Fragmento del documento ->
= = = = = = =

Por Andrew Paxman

Empecemos con un pequeño concurso. Se llama “Identifica al gobernador”. Voy a mencionar 10 famosas citas de varios exgobernadores de distintos estados mexicanos. Trate de identificar la fuente.

Primero, una cita fácil de identificar:

1. “Un político pobre es un pobre político” (1969).

Ahora procedemos en orden más o menos cronológico:

2. “Puebla […] era un nido de alacranes y que ahora lo tengo perfectamente controlado. Aquí no hay más voz que la mía” (1939).

3. “Un pinche muerto más o menos no me va a quitar el sueño” (1959).

4. “¿Querían tierra? ¡Échenles hasta que se harten!” (1965).

5. “Mi deseo es morir con un brasier en los ojos y una pantaleta en el corazón” (1984).

6. “Los derechos humanos son para los humanos, no para las ratas” (1999).

7. “Mi héroe, chingao” (2005).

8. “A mí lo que algunos poquitos dicen me vale madre […] Digan lo que quieran […] ¡Chinguen a su madre!” (2008).

9. “Yo duermo como bebito, como niño” (2009).

10. “Estoy ahorita en plenitud del pinche poder; tengo el gobierno en la mano” (2010).

Bonus:

11. “Sí merezco abundancia, sí merezco abundancia, sí merezco abundancia […]” (entre 2010 y 2016).

= = = = = = =

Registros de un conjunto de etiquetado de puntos
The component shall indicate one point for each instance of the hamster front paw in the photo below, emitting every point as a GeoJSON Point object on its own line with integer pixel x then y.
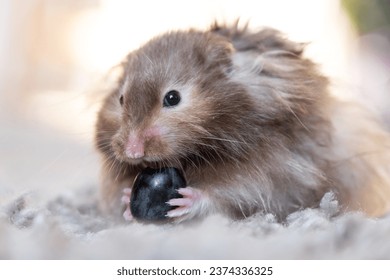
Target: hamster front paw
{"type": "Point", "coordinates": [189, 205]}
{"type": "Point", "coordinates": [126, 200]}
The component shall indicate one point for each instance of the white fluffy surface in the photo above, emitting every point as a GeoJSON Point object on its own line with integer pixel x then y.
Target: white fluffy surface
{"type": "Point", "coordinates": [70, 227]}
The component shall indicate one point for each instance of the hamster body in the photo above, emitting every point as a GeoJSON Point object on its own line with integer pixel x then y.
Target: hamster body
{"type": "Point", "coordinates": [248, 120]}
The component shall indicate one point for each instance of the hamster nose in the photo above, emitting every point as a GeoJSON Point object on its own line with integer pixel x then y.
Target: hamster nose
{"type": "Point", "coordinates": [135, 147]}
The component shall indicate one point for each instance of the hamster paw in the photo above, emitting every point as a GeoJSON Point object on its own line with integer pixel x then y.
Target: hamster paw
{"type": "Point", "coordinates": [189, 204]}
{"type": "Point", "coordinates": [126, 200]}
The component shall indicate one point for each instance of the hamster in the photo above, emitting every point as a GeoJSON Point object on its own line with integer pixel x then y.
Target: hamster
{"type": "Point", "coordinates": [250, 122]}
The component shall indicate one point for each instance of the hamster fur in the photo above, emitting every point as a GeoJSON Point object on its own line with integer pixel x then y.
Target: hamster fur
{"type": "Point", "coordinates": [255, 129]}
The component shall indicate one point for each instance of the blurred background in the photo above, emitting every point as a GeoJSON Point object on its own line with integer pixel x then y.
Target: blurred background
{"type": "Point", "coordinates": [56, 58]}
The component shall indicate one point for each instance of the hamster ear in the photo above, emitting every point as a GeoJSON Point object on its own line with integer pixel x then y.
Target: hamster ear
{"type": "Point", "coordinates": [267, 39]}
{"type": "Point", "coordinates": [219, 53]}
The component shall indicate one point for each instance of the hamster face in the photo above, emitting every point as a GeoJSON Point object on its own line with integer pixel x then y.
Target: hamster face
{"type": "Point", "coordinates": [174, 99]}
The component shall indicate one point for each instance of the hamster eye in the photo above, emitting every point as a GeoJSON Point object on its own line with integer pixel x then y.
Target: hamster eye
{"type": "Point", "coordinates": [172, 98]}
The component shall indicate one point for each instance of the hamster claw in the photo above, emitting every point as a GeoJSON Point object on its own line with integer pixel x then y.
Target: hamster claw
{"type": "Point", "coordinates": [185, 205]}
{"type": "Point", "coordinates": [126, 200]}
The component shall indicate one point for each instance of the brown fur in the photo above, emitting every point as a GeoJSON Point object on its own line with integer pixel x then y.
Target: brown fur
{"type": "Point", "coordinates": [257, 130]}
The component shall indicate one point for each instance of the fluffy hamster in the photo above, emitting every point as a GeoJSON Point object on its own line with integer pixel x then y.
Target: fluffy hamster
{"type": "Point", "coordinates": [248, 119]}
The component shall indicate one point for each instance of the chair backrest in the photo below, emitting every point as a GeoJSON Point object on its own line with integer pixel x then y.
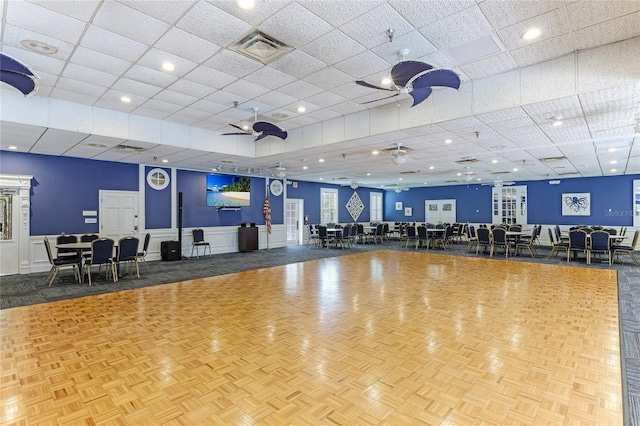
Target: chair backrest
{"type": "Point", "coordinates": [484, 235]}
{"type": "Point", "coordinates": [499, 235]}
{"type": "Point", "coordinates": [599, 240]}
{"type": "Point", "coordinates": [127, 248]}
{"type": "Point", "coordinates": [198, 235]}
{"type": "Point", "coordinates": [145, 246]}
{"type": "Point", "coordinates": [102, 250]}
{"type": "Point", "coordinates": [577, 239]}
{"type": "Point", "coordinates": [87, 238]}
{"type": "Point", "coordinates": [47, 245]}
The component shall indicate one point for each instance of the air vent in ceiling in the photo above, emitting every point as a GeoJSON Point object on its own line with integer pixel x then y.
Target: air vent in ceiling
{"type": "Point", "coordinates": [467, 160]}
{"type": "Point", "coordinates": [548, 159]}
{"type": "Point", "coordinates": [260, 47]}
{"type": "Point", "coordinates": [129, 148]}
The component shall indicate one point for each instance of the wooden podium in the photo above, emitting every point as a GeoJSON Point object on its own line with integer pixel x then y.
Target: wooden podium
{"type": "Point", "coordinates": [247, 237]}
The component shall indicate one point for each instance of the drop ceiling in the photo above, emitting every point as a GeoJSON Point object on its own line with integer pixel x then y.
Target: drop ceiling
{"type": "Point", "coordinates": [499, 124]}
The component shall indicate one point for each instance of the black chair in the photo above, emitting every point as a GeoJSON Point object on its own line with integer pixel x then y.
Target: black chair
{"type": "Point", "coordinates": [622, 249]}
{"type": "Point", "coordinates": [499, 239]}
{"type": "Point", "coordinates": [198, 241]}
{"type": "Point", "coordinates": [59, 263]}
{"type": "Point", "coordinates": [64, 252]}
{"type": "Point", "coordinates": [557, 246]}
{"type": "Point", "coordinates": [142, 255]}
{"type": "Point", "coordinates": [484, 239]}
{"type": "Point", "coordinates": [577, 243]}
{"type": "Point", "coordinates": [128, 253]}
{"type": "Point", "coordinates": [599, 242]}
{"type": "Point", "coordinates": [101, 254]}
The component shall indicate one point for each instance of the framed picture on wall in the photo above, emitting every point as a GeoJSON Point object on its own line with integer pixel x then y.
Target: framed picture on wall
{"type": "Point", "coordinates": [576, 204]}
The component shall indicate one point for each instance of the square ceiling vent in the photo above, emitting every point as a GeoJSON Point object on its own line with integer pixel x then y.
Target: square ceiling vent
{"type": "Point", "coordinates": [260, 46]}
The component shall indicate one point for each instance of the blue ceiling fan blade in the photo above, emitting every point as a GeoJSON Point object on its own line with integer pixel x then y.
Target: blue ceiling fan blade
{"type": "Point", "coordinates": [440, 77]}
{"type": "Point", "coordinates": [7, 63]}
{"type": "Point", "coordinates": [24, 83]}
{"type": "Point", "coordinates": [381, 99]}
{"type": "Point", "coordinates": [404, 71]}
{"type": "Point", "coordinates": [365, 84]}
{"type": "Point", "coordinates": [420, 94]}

= = = = = = =

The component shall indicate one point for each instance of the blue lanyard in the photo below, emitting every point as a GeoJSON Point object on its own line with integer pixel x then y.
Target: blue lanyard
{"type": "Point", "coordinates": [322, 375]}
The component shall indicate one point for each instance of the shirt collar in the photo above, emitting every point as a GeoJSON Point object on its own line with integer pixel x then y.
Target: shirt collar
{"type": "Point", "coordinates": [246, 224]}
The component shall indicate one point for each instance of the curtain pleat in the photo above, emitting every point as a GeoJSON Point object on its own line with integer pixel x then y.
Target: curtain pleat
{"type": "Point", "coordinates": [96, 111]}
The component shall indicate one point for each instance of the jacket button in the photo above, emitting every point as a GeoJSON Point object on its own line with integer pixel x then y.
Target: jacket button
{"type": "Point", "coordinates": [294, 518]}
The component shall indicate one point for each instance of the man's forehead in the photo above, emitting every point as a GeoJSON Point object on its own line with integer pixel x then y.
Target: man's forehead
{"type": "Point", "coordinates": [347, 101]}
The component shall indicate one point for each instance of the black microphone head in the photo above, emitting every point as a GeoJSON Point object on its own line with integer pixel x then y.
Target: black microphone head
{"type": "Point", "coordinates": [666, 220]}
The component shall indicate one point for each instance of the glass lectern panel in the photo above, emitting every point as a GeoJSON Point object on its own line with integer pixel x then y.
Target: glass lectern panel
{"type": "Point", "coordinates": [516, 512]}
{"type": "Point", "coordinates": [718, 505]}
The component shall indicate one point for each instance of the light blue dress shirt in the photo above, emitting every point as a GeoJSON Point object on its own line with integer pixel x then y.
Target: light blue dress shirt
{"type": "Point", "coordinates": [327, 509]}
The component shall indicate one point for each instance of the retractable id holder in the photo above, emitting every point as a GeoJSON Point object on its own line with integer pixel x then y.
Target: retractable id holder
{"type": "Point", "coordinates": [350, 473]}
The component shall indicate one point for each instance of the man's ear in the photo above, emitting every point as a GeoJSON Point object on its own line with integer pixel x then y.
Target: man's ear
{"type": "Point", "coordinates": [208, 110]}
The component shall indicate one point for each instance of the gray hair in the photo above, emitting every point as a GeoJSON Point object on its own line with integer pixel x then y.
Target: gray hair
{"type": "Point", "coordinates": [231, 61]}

= = = = = = =

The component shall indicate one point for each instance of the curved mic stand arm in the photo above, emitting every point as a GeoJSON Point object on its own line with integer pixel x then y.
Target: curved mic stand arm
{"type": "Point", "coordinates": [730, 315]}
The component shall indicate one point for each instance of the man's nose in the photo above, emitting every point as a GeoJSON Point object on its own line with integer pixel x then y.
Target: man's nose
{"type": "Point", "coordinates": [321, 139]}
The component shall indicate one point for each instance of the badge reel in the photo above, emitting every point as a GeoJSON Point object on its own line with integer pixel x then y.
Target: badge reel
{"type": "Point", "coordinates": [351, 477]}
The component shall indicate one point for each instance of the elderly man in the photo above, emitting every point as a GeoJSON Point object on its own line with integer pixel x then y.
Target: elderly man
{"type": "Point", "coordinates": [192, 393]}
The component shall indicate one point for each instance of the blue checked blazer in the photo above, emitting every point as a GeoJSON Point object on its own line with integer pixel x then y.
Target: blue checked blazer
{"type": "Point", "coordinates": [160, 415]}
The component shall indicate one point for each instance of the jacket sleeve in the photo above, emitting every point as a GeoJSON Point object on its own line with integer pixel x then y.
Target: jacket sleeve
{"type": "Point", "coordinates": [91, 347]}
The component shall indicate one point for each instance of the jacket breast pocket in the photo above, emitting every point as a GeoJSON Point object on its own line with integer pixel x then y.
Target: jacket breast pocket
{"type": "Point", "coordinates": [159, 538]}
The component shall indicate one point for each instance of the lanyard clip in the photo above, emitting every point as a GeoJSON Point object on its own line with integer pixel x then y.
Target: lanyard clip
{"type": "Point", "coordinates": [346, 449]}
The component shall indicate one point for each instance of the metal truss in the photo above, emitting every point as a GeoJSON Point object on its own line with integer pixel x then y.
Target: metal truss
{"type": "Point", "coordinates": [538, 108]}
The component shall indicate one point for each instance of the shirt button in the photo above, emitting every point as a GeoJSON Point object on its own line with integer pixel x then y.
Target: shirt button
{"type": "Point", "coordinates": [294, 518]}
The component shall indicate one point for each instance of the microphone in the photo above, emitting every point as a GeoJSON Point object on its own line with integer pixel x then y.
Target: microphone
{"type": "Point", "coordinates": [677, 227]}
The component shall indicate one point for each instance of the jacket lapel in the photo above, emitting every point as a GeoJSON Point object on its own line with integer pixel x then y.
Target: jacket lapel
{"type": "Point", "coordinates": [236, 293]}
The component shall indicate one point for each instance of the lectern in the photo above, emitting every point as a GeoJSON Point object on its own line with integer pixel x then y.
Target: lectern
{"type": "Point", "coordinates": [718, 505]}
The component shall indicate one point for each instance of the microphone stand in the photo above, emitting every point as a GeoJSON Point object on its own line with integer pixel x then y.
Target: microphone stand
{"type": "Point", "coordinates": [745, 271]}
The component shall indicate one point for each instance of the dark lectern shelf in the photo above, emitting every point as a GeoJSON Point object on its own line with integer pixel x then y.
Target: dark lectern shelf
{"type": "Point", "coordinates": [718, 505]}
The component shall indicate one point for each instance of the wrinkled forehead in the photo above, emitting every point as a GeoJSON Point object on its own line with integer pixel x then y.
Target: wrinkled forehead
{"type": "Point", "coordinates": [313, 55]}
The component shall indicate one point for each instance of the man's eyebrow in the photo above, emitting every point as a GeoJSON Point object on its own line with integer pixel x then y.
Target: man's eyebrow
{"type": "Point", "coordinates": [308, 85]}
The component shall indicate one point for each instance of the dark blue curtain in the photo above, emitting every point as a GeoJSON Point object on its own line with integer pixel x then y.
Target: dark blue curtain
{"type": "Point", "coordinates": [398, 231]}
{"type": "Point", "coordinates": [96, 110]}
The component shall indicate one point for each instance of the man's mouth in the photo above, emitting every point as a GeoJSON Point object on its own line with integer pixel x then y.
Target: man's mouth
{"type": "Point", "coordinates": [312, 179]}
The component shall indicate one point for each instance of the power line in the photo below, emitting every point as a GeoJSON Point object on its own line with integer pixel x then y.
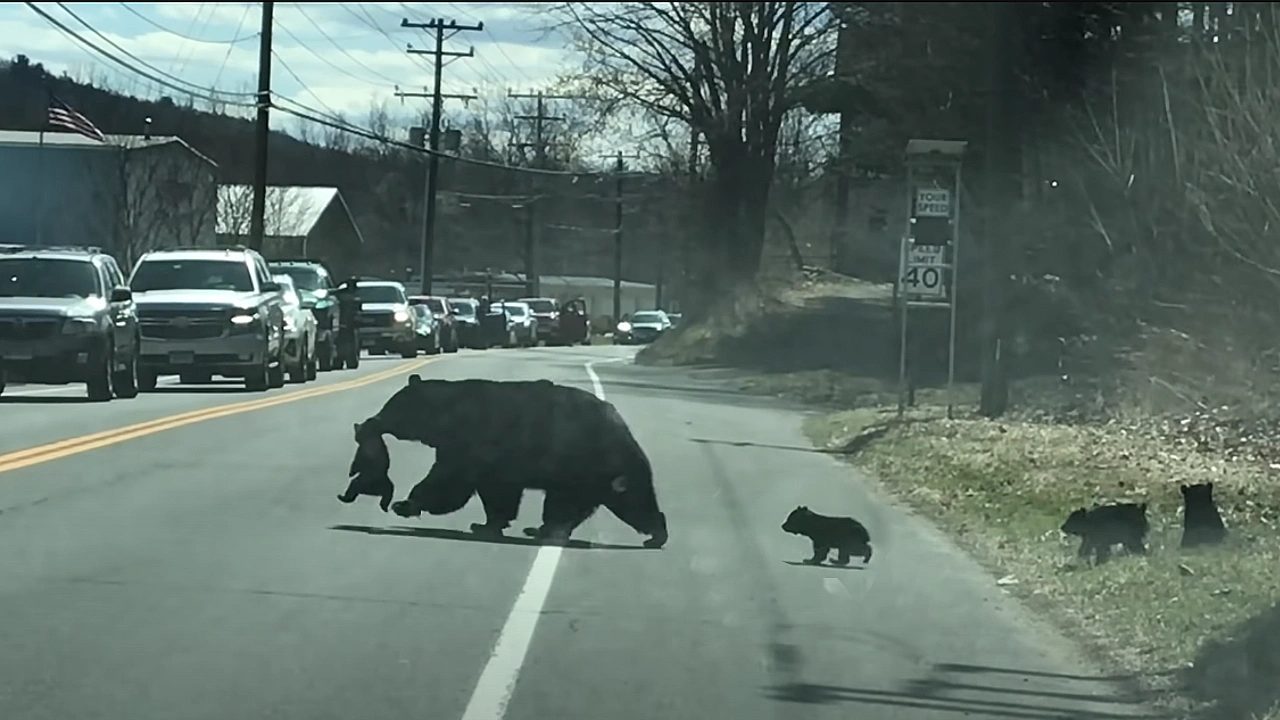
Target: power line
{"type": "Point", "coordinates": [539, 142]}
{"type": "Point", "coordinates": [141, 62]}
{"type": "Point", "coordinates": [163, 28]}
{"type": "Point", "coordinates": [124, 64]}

= = = = = = =

Consigna 1 ->
Reproduce sin cambios el fragmento sobre citas de exgobernadores, empezando por "Por Andrew Paxman" y continuando hasta "identificar la fuente.".
Consigna 2 ->
Responde estas preguntas con datos del fragmento sobre citas de exgobernadores:
(a) ¿Cómo se llama el concurso que se propone al inicio?
(b) ¿Cuántas citas de exgobernadores se anuncia que se van a mencionar?
(c) ¿Qué año acompaña a la cita "Mi héroe, chingao"?
Los registros no tienen ningún papel en esto.

Resultado obtenido 1 ->
Por Andrew Paxman

Empecemos con un pequeño concurso. Se llama “Identifica al gobernador”. Voy a mencionar 10 famosas citas de varios exgobernadores de distintos estados mexicanos. Trate de identificar la fuente.

Resultado obtenido 2 ->
(a) "Identifica al gobernador".
(b) Diez.
(c) 2005.